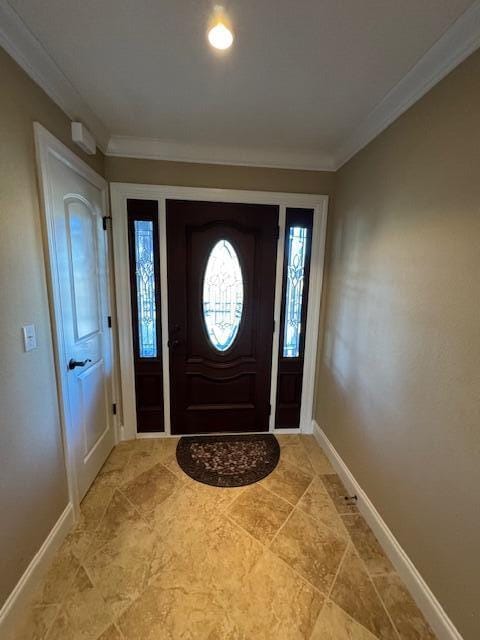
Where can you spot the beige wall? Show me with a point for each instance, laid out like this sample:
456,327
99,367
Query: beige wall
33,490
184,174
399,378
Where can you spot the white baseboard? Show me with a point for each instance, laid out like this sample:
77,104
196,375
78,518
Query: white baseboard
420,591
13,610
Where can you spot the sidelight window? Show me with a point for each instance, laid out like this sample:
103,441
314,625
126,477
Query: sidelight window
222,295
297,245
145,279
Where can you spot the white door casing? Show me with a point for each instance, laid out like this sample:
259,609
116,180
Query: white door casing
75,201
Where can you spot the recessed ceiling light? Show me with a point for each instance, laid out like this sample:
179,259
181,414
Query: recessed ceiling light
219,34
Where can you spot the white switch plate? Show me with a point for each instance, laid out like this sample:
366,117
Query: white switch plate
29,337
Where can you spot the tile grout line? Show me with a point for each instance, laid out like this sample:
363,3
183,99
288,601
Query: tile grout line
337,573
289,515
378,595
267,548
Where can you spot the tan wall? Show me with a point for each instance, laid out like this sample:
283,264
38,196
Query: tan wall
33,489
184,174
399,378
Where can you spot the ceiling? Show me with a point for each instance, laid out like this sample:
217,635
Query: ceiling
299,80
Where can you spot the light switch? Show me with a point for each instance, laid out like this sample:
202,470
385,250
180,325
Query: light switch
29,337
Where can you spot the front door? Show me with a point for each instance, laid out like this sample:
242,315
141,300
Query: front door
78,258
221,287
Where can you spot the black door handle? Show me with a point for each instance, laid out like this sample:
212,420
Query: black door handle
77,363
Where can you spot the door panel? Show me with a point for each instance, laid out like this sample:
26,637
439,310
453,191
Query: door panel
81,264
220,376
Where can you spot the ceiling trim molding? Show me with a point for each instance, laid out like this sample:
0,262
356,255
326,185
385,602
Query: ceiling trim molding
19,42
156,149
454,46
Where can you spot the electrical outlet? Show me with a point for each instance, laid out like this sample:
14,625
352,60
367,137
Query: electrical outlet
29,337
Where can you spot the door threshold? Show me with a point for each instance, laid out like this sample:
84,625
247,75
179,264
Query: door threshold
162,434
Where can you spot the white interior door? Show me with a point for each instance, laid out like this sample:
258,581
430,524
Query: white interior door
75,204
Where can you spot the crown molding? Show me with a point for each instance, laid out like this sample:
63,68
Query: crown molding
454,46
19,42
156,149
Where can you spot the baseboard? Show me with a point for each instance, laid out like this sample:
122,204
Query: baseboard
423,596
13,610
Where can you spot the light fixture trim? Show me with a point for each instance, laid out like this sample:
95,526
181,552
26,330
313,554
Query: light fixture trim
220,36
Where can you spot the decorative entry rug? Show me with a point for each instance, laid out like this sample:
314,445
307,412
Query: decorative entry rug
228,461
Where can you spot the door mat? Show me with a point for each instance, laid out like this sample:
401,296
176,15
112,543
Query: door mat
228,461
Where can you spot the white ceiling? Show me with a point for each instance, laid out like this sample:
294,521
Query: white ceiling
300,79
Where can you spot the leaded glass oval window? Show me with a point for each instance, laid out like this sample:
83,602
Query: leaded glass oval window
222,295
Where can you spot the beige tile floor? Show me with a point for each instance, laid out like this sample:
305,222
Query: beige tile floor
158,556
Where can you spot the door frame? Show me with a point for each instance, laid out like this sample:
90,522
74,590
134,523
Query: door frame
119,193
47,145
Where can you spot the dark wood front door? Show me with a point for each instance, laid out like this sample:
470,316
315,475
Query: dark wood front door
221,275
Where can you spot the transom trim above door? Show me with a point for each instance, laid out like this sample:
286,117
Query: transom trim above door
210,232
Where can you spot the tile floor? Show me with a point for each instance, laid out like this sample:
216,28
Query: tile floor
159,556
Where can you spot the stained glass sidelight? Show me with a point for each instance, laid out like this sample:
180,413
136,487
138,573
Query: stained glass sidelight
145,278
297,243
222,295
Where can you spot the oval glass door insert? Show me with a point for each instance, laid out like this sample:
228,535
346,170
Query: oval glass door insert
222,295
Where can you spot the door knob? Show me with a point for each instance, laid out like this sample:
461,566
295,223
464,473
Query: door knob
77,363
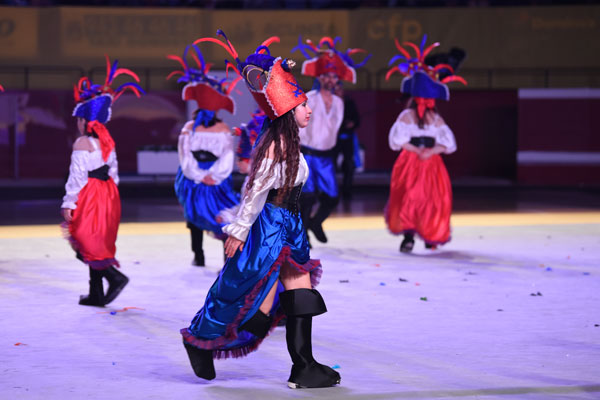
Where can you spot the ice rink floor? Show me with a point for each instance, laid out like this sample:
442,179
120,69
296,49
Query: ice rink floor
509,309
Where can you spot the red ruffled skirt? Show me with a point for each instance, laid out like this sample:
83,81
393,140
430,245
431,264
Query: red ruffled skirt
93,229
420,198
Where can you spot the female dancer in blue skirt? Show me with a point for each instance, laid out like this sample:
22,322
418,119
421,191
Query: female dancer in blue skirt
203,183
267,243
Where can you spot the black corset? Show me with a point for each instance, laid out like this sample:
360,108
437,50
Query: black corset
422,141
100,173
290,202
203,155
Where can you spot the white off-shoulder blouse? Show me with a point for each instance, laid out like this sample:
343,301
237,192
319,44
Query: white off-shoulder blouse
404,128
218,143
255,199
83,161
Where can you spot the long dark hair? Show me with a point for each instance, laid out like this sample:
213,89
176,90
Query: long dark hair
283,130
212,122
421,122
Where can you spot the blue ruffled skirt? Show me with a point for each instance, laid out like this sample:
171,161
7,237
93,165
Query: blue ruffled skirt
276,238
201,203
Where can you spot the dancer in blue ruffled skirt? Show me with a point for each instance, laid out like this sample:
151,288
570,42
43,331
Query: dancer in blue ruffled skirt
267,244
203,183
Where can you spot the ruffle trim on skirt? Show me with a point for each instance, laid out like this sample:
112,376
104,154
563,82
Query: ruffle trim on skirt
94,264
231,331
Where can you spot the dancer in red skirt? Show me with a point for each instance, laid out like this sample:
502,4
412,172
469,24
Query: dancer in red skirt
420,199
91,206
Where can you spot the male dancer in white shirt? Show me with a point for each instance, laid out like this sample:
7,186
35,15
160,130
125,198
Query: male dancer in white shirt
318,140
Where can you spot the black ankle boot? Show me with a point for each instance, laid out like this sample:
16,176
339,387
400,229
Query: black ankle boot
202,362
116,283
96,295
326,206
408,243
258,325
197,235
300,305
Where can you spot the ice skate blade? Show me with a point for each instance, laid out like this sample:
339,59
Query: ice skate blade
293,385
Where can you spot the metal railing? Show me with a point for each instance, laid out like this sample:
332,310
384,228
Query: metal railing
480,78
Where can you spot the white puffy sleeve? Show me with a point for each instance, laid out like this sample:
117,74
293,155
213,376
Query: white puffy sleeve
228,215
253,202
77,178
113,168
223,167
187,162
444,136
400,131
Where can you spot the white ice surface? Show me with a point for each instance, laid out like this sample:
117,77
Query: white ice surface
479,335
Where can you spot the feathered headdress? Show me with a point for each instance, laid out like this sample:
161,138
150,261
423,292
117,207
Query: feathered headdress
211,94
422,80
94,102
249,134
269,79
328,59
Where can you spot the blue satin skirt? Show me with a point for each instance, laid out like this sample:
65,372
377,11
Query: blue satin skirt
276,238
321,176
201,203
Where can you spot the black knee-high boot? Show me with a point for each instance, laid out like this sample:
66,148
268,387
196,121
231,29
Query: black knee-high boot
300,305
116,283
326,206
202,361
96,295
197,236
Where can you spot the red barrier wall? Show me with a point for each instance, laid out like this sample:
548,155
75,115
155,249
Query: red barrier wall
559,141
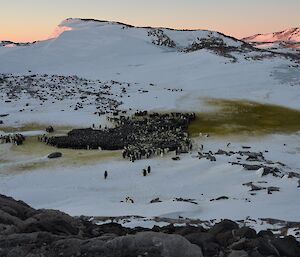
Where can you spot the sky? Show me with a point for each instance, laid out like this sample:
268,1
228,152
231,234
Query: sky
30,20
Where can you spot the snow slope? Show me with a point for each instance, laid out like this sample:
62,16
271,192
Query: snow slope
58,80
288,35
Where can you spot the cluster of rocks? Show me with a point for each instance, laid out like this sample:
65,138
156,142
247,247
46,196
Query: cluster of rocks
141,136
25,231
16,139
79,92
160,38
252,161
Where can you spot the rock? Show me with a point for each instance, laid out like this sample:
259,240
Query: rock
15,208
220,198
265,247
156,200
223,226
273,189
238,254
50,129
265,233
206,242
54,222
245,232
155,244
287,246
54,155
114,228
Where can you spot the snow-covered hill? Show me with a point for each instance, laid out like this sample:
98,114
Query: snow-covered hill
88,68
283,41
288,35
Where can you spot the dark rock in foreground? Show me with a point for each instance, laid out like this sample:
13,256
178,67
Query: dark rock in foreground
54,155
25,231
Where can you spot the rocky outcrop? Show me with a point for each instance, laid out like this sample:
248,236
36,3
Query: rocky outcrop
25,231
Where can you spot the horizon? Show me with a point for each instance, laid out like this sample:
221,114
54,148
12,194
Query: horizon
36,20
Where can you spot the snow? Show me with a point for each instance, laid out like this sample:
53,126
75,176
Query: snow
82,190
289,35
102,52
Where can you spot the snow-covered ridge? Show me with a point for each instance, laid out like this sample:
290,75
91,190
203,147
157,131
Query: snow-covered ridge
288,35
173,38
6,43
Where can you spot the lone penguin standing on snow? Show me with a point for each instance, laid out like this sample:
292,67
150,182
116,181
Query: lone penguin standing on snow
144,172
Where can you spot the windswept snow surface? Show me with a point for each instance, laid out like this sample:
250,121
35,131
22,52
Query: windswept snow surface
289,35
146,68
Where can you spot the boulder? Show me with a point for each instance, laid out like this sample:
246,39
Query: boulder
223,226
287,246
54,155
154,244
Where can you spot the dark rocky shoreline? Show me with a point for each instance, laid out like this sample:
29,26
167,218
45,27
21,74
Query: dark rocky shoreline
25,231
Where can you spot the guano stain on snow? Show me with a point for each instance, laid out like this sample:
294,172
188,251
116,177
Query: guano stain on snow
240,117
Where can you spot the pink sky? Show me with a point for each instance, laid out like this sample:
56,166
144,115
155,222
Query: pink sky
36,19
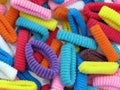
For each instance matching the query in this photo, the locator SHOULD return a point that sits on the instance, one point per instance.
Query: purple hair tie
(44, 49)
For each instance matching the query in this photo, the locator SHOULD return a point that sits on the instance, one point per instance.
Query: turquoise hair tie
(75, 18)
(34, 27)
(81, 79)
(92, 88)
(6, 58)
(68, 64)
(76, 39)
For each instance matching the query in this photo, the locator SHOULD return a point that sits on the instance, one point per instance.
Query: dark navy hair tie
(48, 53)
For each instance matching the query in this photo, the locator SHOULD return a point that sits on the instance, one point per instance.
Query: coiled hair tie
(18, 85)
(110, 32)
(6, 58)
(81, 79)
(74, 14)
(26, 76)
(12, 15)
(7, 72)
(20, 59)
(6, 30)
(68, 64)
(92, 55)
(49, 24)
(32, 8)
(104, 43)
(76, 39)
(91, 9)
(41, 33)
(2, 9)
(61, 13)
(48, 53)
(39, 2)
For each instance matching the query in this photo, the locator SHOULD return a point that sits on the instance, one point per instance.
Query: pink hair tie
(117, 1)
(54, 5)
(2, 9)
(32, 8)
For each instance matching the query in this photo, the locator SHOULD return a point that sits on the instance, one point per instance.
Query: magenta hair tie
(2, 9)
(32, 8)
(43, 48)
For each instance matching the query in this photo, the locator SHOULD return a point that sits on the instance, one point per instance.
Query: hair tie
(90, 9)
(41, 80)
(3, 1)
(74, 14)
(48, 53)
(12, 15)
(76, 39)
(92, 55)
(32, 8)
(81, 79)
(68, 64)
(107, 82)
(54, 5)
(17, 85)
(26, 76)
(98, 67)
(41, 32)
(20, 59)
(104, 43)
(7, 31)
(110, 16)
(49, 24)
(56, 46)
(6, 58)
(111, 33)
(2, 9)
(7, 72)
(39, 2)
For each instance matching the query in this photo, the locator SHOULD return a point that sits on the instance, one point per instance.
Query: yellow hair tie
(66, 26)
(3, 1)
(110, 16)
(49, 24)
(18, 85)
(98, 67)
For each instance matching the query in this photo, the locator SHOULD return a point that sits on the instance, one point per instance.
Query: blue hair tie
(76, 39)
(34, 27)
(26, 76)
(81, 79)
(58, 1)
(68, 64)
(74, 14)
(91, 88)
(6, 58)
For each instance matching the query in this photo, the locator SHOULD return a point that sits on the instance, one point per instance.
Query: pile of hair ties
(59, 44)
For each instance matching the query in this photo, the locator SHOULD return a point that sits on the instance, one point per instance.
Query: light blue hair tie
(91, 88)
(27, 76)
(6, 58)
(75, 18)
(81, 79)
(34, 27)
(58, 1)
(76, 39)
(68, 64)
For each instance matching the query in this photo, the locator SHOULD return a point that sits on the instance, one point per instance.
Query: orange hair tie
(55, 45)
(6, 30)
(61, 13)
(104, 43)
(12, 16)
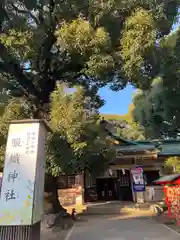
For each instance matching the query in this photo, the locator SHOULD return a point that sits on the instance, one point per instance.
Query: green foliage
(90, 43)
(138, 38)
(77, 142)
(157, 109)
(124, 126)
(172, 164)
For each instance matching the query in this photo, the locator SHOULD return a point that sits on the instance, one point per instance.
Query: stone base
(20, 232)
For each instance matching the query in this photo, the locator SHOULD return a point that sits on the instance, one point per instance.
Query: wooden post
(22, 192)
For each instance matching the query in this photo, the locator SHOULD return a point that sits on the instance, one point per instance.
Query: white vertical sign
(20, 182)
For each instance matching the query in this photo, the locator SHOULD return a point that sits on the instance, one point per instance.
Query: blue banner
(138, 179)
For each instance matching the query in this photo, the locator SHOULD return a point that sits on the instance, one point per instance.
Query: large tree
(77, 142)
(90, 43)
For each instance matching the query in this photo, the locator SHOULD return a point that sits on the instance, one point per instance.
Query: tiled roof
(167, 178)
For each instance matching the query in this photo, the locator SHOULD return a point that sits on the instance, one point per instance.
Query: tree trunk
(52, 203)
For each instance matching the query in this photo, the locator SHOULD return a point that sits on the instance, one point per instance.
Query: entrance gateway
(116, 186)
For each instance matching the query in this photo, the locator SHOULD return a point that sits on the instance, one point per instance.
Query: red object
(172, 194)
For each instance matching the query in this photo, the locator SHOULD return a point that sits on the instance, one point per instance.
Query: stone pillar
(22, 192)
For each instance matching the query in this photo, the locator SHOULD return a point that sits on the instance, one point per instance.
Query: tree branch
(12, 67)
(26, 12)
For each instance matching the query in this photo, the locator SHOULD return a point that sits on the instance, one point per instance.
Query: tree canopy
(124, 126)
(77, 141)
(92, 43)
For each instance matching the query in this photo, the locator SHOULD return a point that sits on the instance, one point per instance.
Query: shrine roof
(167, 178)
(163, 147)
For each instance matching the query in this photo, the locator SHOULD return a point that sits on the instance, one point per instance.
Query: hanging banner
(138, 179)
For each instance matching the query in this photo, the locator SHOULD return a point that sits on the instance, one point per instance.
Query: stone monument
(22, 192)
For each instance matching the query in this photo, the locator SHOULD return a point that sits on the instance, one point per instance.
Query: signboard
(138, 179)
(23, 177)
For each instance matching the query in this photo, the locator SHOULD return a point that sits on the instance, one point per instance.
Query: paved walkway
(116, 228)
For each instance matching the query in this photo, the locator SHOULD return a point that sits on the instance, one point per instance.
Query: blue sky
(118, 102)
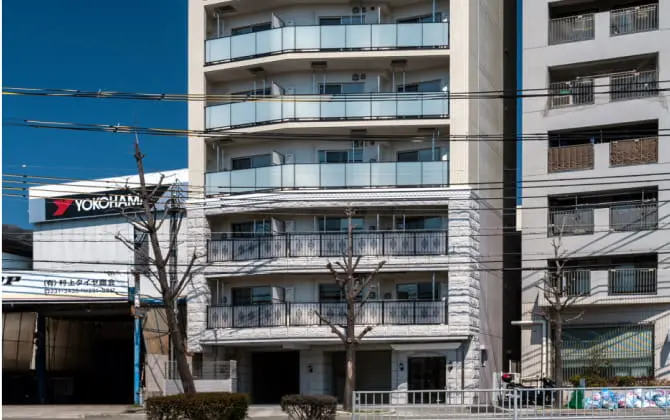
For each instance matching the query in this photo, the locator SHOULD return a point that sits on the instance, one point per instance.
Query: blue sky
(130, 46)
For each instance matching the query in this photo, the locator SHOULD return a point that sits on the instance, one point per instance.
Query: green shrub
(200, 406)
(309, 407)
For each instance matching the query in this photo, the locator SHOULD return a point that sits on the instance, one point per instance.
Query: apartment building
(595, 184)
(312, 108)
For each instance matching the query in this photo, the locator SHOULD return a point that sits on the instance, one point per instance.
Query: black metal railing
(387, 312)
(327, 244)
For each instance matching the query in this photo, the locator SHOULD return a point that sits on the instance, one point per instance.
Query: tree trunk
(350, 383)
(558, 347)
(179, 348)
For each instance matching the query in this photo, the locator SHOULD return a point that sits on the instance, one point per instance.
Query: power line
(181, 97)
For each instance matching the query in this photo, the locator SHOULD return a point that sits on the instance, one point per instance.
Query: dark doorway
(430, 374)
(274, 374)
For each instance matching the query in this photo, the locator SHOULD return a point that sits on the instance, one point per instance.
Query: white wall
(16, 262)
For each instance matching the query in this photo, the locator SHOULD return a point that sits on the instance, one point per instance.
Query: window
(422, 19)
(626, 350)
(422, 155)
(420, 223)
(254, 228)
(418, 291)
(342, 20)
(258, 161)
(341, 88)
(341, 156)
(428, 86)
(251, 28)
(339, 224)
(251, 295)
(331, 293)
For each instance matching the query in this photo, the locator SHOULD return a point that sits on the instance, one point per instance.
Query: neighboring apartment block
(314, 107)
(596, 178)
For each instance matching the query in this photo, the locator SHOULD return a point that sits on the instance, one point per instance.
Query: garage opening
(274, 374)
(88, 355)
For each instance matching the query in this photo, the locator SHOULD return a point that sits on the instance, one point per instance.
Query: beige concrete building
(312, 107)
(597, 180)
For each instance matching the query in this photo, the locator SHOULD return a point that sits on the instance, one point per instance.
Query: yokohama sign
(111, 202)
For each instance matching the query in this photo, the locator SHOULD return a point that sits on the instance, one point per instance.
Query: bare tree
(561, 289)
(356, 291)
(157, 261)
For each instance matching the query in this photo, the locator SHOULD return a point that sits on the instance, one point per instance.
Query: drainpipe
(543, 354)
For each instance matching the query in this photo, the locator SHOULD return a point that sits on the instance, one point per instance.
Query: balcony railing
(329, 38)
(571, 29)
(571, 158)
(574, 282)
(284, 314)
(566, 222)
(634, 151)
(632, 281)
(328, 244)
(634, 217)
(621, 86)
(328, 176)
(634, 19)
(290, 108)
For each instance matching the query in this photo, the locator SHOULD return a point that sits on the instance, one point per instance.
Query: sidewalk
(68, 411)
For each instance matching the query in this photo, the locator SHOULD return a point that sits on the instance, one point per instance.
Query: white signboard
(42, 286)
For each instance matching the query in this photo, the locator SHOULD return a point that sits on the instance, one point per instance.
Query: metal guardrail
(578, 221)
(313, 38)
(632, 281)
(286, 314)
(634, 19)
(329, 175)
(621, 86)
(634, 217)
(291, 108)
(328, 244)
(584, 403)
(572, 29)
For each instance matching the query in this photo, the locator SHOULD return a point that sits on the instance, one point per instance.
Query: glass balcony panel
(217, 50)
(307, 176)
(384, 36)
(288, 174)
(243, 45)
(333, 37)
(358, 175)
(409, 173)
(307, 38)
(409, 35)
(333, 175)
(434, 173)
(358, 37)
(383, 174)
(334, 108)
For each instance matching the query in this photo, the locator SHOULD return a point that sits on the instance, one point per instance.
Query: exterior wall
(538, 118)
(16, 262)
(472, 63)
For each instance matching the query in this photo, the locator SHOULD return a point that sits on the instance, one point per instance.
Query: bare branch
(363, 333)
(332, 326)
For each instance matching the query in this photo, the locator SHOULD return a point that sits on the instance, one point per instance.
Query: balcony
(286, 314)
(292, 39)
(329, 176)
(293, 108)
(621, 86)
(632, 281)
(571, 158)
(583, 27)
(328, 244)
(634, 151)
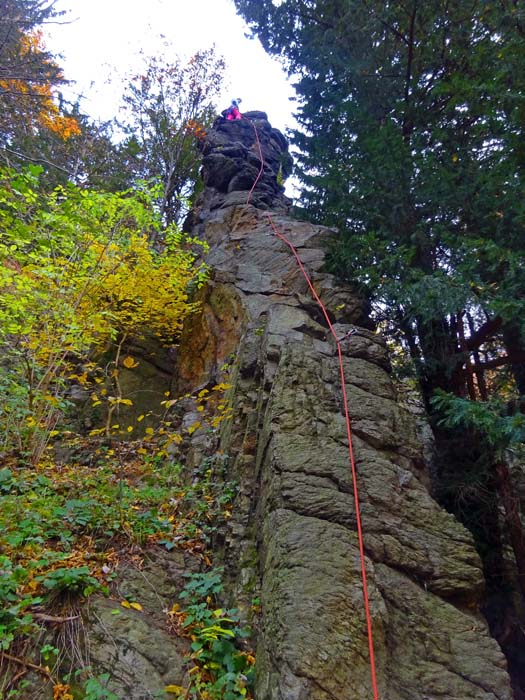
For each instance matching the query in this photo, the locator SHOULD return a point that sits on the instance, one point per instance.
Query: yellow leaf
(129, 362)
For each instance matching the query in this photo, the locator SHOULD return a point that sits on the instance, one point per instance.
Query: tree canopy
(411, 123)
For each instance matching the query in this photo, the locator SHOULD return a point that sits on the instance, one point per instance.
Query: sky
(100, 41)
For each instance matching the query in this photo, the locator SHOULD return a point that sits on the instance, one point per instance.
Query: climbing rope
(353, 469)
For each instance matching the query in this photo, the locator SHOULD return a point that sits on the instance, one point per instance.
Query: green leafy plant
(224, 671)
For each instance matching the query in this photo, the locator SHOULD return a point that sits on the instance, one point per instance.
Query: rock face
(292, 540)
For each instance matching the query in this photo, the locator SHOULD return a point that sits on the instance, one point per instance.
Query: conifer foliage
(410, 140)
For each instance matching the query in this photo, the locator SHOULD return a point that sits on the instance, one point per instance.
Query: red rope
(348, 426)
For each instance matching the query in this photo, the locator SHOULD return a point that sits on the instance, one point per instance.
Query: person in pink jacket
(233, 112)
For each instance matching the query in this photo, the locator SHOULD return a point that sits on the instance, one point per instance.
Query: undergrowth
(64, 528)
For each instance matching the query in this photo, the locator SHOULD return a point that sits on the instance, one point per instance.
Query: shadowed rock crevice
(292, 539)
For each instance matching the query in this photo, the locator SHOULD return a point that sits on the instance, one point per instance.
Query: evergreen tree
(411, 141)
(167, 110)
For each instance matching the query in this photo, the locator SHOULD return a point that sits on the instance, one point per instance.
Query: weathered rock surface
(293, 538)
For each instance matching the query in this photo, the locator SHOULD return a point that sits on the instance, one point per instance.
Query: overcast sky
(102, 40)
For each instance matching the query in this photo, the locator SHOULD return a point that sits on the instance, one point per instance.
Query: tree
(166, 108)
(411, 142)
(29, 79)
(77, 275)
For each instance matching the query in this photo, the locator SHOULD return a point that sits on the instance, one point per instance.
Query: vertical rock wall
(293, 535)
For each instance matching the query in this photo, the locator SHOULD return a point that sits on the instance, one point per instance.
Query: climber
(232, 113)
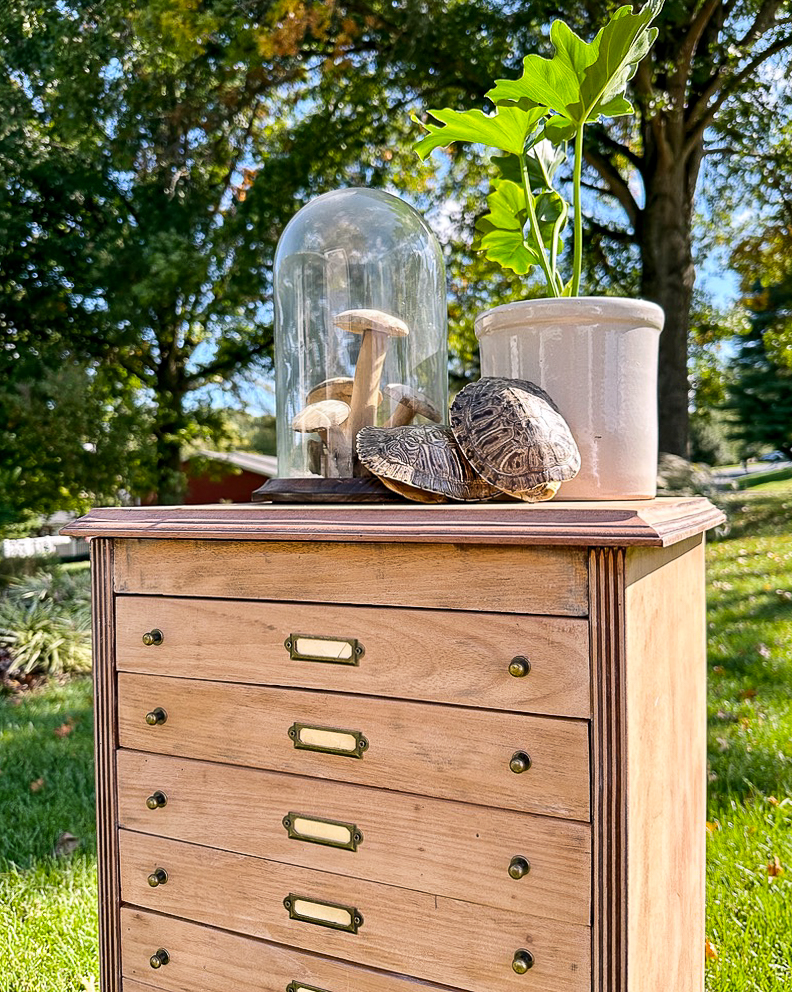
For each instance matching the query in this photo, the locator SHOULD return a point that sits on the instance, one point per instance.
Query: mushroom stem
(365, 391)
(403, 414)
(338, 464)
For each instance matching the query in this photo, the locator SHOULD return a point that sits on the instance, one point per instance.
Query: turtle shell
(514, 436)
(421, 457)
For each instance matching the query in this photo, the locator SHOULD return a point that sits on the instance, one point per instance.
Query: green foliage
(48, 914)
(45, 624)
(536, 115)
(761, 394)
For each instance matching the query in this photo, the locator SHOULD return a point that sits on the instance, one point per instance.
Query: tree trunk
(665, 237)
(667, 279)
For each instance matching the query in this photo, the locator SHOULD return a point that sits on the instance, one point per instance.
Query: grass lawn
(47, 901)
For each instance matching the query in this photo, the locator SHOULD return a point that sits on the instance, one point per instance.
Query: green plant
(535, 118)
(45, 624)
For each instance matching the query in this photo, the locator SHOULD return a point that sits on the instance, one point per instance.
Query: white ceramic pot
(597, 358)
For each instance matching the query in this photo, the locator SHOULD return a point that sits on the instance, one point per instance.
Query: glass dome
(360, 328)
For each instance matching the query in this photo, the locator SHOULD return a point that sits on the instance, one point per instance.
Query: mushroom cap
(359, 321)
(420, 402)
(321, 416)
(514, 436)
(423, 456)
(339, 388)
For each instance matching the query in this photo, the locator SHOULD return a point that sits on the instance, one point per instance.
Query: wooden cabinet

▬▬▬

Display every line of the material above that contains the string "mushroom".

- Result
Query: mushroom stem
Query: mushroom cap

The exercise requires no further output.